- **PROVIDED DATA**
--- START ---

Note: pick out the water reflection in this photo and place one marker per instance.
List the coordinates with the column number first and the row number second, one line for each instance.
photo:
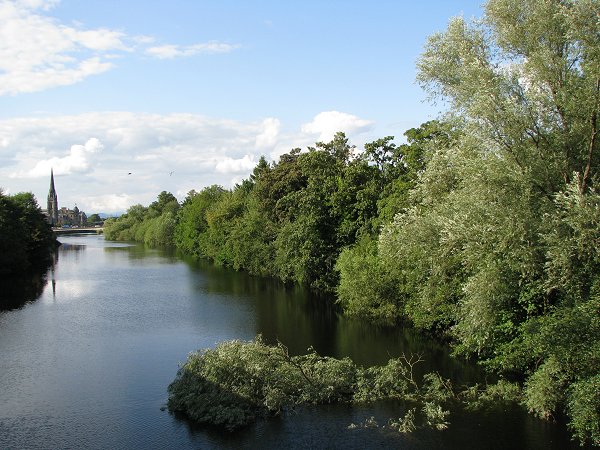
column 16, row 292
column 109, row 336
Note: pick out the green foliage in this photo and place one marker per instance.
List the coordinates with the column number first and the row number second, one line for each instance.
column 154, row 225
column 237, row 381
column 26, row 238
column 498, row 245
column 584, row 409
column 367, row 287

--- END ---

- **EXERCISE GOAL**
Determine how many lines in the records above hold the word "place", and answer with that number only.

- **RESULT OF THIS EXERCISE**
2